Records from a data source:
+ + +
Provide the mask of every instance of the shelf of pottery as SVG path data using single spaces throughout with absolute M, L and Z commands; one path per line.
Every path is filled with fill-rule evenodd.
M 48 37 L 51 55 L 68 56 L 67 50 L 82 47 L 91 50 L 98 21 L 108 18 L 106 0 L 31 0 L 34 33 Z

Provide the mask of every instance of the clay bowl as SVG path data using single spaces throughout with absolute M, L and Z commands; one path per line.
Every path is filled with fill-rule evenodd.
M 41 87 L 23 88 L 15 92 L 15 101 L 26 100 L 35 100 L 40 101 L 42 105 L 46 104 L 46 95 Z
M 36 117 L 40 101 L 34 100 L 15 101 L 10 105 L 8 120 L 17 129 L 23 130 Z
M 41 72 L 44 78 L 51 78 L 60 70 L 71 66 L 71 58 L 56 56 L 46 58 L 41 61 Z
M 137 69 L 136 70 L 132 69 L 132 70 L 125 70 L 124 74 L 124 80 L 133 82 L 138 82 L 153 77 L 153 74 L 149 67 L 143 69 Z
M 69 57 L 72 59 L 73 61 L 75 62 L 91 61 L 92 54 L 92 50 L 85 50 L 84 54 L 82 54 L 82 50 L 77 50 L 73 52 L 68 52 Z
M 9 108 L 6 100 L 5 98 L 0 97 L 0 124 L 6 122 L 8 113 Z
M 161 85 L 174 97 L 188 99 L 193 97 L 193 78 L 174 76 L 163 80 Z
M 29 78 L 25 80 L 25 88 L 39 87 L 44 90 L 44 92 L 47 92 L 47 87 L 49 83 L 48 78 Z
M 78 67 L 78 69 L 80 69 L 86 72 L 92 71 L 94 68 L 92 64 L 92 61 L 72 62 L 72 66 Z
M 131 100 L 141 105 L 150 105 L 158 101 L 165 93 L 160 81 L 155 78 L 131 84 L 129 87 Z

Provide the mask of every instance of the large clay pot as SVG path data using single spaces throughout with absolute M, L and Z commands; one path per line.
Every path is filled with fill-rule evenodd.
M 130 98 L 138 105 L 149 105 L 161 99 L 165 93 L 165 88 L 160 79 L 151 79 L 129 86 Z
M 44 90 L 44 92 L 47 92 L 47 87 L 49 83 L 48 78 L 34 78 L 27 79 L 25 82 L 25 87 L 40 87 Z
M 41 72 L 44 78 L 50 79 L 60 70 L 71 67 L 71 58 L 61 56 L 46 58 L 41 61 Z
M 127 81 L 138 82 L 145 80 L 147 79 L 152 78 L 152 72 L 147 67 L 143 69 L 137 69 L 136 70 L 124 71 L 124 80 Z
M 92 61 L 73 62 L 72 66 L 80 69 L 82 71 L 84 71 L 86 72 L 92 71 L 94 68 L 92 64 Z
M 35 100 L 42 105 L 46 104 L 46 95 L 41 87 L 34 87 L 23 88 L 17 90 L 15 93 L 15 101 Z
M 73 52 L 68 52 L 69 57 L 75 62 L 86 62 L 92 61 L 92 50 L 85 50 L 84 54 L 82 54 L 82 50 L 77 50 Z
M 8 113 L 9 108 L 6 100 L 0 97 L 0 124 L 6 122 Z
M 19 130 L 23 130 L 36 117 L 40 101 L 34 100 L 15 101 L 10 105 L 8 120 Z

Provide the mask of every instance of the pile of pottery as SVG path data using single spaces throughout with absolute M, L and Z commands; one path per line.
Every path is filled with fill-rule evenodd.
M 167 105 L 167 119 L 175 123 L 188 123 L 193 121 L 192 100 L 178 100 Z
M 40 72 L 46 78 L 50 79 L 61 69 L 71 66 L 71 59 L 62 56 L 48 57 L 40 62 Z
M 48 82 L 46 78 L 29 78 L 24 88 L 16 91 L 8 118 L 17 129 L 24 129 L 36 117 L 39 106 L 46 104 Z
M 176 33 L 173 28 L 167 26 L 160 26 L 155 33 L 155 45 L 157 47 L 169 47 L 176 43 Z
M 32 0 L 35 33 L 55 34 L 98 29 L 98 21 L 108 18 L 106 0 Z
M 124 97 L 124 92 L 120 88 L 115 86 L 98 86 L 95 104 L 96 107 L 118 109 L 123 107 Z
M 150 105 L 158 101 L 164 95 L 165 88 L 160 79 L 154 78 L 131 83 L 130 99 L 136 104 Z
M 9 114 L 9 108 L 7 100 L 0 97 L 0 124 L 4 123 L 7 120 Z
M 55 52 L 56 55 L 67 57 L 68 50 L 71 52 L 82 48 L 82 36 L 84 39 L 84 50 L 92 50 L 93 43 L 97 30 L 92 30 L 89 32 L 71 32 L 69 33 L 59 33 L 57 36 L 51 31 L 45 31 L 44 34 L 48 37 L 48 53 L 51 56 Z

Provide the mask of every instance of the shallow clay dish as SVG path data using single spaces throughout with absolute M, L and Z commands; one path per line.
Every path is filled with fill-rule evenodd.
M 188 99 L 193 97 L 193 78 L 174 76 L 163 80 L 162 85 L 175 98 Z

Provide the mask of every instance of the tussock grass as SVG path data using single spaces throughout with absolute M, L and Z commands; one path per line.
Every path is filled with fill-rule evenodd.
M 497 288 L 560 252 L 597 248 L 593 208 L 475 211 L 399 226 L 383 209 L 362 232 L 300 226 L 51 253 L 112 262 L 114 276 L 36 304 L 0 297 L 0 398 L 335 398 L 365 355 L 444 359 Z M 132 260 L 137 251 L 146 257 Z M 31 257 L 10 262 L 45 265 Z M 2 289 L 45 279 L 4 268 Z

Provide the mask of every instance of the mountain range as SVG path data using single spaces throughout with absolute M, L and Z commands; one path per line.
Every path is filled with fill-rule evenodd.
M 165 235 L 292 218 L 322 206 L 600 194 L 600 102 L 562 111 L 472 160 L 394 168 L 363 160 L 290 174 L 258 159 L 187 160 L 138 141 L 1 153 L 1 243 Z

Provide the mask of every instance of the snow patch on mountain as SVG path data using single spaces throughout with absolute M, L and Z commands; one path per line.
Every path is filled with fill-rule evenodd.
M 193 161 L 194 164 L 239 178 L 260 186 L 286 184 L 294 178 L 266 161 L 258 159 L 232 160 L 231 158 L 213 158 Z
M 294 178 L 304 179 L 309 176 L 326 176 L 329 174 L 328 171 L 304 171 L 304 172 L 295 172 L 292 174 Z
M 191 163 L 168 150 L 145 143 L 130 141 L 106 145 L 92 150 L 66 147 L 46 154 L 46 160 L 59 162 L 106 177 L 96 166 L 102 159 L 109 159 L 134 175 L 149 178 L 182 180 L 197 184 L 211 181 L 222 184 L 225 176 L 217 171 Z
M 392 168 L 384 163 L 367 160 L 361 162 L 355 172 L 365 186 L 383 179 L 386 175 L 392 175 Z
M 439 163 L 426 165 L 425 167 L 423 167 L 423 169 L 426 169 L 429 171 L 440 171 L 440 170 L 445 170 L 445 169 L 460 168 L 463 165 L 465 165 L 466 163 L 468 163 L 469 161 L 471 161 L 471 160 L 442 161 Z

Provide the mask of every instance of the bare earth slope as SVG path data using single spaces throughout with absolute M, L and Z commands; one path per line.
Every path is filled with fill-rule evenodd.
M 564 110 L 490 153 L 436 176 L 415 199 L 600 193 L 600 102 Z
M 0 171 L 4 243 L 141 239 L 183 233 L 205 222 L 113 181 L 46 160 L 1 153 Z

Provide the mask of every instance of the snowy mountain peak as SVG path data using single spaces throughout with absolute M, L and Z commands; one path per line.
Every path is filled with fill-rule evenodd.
+ + +
Turn all of the material above into a numbered list with one item per line, and leave out the blank lines.

Answer for the task -
1. Provide the mask of every instance of the shelf of pottery as SVG path data using single spaces throughout with absolute M, L and Z commands; one path per line.
2. Every path is filled with fill-rule evenodd.
3. M 48 37 L 51 55 L 68 56 L 67 50 L 82 47 L 91 50 L 98 21 L 108 18 L 106 0 L 31 0 L 34 33 Z
4. Provide the mask of every instance of the clay bowl as SVG path data using single spaces throughout with absolute M, L and Z commands; one path per line.
5. Every path is filled with fill-rule evenodd.
6. M 41 87 L 23 88 L 15 92 L 15 101 L 26 100 L 35 100 L 40 101 L 42 105 L 46 104 L 46 95 Z
7. M 36 117 L 40 101 L 34 100 L 15 101 L 10 105 L 8 120 L 17 129 L 23 130 Z
8. M 41 72 L 44 78 L 51 78 L 60 70 L 71 66 L 71 58 L 56 56 L 46 58 L 41 61 Z
9. M 137 69 L 136 70 L 132 69 L 132 70 L 125 70 L 124 74 L 124 80 L 133 82 L 138 82 L 153 77 L 153 74 L 149 67 L 143 69 Z
10. M 69 57 L 72 59 L 73 61 L 75 62 L 91 61 L 92 54 L 92 50 L 85 50 L 84 54 L 82 54 L 82 50 L 77 50 L 73 52 L 68 52 Z
11. M 9 108 L 6 100 L 5 98 L 0 97 L 0 124 L 6 122 L 8 113 Z
12. M 161 85 L 174 97 L 188 99 L 193 97 L 193 78 L 174 76 L 163 80 Z
13. M 29 78 L 25 80 L 25 88 L 39 87 L 44 90 L 44 92 L 47 92 L 47 87 L 49 83 L 48 78 Z
14. M 78 67 L 78 69 L 80 69 L 86 72 L 92 71 L 94 68 L 92 64 L 92 61 L 72 62 L 72 66 Z
15. M 131 100 L 141 105 L 150 105 L 158 101 L 165 93 L 160 81 L 155 78 L 131 84 L 129 87 Z
16. Provide the mask of every instance of the large clay pot as SVG path data using single spaces throughout with absolute M, L and Z commands; one path per line.
17. Every path is filled with fill-rule evenodd.
18. M 130 98 L 138 105 L 149 105 L 161 99 L 165 93 L 165 88 L 160 79 L 151 79 L 129 86 Z
19. M 44 90 L 44 92 L 47 92 L 47 87 L 49 83 L 48 78 L 34 78 L 27 79 L 25 82 L 25 87 L 40 87 Z
20. M 41 72 L 44 78 L 50 79 L 60 70 L 71 67 L 71 58 L 61 56 L 46 58 L 41 61 Z
21. M 127 81 L 138 82 L 145 80 L 147 79 L 152 78 L 152 72 L 147 67 L 143 69 L 137 69 L 136 70 L 124 71 L 124 80 Z
22. M 92 61 L 73 62 L 72 66 L 80 69 L 82 71 L 84 71 L 86 72 L 92 71 L 94 68 L 92 64 Z
23. M 35 100 L 42 105 L 46 104 L 46 95 L 41 87 L 34 87 L 23 88 L 17 90 L 15 93 L 15 101 Z
24. M 73 52 L 68 52 L 69 57 L 75 62 L 86 62 L 92 61 L 92 50 L 85 50 L 84 54 L 82 54 L 82 50 L 77 50 Z
25. M 8 113 L 9 108 L 6 100 L 0 97 L 0 124 L 6 122 Z
26. M 19 130 L 23 130 L 36 117 L 40 101 L 34 100 L 15 101 L 10 105 L 8 120 Z
27. Provide the mask of every instance of the pile of pottery as SVG path data using single spaces throughout with absolute M, L and Z commands; one path per line.
28. Every path is filled with fill-rule evenodd.
29. M 167 105 L 167 119 L 175 123 L 188 123 L 193 121 L 192 100 L 178 100 Z
30. M 40 72 L 46 78 L 50 79 L 61 69 L 71 66 L 71 59 L 62 56 L 48 57 L 40 62 Z
31. M 48 82 L 46 78 L 29 78 L 24 88 L 16 91 L 8 118 L 17 129 L 24 129 L 36 117 L 39 106 L 46 104 Z
32. M 176 33 L 173 28 L 167 26 L 160 26 L 155 33 L 155 45 L 157 47 L 169 47 L 176 43 Z
33. M 32 0 L 35 33 L 55 34 L 98 29 L 98 21 L 108 18 L 106 0 Z
34. M 124 97 L 124 92 L 120 88 L 115 86 L 98 86 L 95 104 L 96 107 L 118 109 L 123 107 Z
35. M 150 105 L 158 101 L 164 95 L 165 88 L 160 79 L 154 78 L 131 83 L 130 99 L 136 104 Z
36. M 9 114 L 9 108 L 7 100 L 0 97 L 0 124 L 4 123 L 7 120 Z
37. M 55 52 L 56 55 L 67 57 L 68 50 L 71 52 L 82 48 L 82 36 L 84 39 L 84 50 L 92 50 L 93 43 L 97 30 L 92 30 L 89 32 L 71 32 L 69 33 L 59 33 L 57 36 L 51 31 L 45 31 L 44 34 L 48 37 L 48 53 L 51 56 Z
38. Provide the mask of every instance of the shallow clay dish as SVG path data using single spaces throughout with absolute M, L and Z commands; one path per line.
39. Every path is filled with fill-rule evenodd.
40. M 188 99 L 193 97 L 193 78 L 174 76 L 163 80 L 162 85 L 175 98 Z
41. Provide the mask of every instance of the tussock grass as SVG path data using single spaces throughout with absolute M, L and Z commands; one path per line.
42. Every path is filled with fill-rule evenodd.
43. M 497 288 L 560 252 L 597 248 L 593 208 L 475 211 L 399 226 L 383 209 L 362 232 L 300 226 L 51 253 L 112 262 L 114 276 L 36 304 L 0 297 L 0 398 L 335 398 L 365 355 L 444 359 Z M 132 260 L 137 251 L 146 257 Z M 31 257 L 10 262 L 45 265 Z M 2 289 L 45 279 L 4 268 Z
44. Provide the mask of every instance of the mountain range as SVG path data using single spaces throughout with absolute M, L and Z commands; one path per line.
45. Every path is filled with fill-rule evenodd.
46. M 165 235 L 292 218 L 322 206 L 600 194 L 600 102 L 562 111 L 472 160 L 394 168 L 363 160 L 290 174 L 258 159 L 187 160 L 138 141 L 1 153 L 1 243 Z
47. Provide the mask of every instance of the snow patch on mountain as SVG path data using single spaces throughout with absolute M, L and Z commands; one path per line.
48. Every path is filled with fill-rule evenodd.
49. M 193 161 L 194 164 L 239 178 L 260 186 L 286 184 L 294 178 L 266 161 L 258 159 L 232 160 L 231 158 L 213 158 Z
50. M 294 178 L 304 179 L 309 176 L 326 176 L 329 174 L 328 171 L 304 171 L 304 172 L 295 172 L 292 174 Z
51. M 191 163 L 168 150 L 145 143 L 130 141 L 106 145 L 92 150 L 66 147 L 46 154 L 46 160 L 59 162 L 106 177 L 96 166 L 102 159 L 109 159 L 134 175 L 149 178 L 182 180 L 197 184 L 211 181 L 222 184 L 225 176 L 217 171 Z
52. M 392 168 L 384 163 L 367 160 L 361 162 L 355 172 L 365 186 L 383 179 L 386 175 L 392 175 Z
53. M 439 163 L 426 165 L 425 167 L 423 167 L 423 169 L 426 169 L 429 171 L 440 171 L 440 170 L 445 170 L 445 169 L 460 168 L 463 165 L 465 165 L 466 163 L 468 163 L 469 161 L 471 161 L 471 160 L 442 161 Z
54. Provide the mask of every instance of the bare earth slope as SVG path data using single spaces throughout with absolute M, L and Z commands; one path per line.
55. Every path is filled with fill-rule evenodd.
56. M 564 110 L 490 153 L 436 176 L 415 199 L 600 193 L 600 102 Z
57. M 0 171 L 4 243 L 141 239 L 183 233 L 205 222 L 113 181 L 46 160 L 1 153 Z
58. Provide the mask of every instance of the snowy mountain peak as SVG path data using single spaces throughout with absolute M, L and Z commands; one path per line.
59. Every path is filled with fill-rule evenodd.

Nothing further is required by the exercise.